• Articolo

________________________________________

Danilo Iervolino (LaPresse)

Il personaggio

Chi è Danilo Iervolino, l'innovatore che non piace all'Espresso

Stefano Cingolani

Dopo Pegaso e Salernitana, l’imprenditore sbarca nell’editoria. Ritratto di un nuovo Urbano Cairo

Si chiama Danilo e ha un cognome, Iervolino, che a Napoli ha lasciato il segno. Il padre Antonio, noto avvocato, è stato senatore per i centristi del Ccd, il piccolo partito scaturito dalla implosione dell’universo cattolico popolare, e assessore al comune. Una sua zia, Rosa Russo, figlia di Angelo membro della Costituente e ministro democristiano, è stata a lungo parlamentare dc poi sindaco partenopeo per il centrosinistra. Ma Danilo non vuole lasciare la sua impronta in politica (non ancora) bensì nell’editoria e nello sport, dopo aver debuttato con una avventura che sembrava dissennata: l’università telematica. Quando nel 2006 decise di fondare Pegaso nessuno pensava che un ateneo via internet a Napoli, in un’Italia impiombata dal digital divide, potesse volare in alto come il mitico cavallo alato.

________________________________________

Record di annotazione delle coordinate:
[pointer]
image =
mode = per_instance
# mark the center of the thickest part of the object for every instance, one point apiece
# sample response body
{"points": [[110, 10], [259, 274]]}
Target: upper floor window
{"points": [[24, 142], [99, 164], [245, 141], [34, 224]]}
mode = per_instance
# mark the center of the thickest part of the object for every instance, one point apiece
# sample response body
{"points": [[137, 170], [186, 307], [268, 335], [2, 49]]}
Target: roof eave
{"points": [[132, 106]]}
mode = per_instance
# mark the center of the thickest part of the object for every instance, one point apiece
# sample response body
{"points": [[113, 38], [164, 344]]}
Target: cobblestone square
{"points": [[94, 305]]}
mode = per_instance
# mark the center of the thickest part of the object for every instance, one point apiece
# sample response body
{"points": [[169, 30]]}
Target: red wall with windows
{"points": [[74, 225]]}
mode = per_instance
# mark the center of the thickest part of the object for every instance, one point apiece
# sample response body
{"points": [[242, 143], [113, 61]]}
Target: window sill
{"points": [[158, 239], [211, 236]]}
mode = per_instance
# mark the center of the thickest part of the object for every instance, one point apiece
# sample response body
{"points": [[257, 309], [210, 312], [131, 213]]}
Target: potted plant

________________________________________

• Compito da svolgere
Riscrivi in forma più breve il paragrafo dell'articolo su Danilo Iervolino che comincia con «Si chiama Danilo». Mantieni i fatti principali.

• Soluzione dell'esercizio
Danilo Iervolino porta un cognome noto a Napoli. Il padre Antonio, avvocato, è stato senatore del Ccd e assessore comunale. La zia Rosa Russo, figlia di Angelo, membro della Costituente e ministro democristiano, è stata a lungo parlamentare dc e poi sindaco di Napoli per il centrosinistra. Danilo però vuole lasciare il segno non in politica (non ancora), ma nell'editoria e nello sport. Ha esordito fondando nel 2006 l'università telematica Pegaso, quando nessuno pensava che un ateneo via internet a Napoli, in un'Italia frenata dal digital divide, potesse avere successo.